Written instruction — Can you format the data below as a numbered list, one entry per line, with any blank lines dropped?

Begin

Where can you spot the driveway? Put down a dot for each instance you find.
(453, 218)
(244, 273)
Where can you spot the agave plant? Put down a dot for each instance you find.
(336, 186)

End

Task response —
1. Where can you spot the driveway? Put down a dot for each instance you find.
2. (453, 218)
3. (244, 273)
4. Where can you spot the agave plant? Put down a dot for each instance you find.
5. (336, 186)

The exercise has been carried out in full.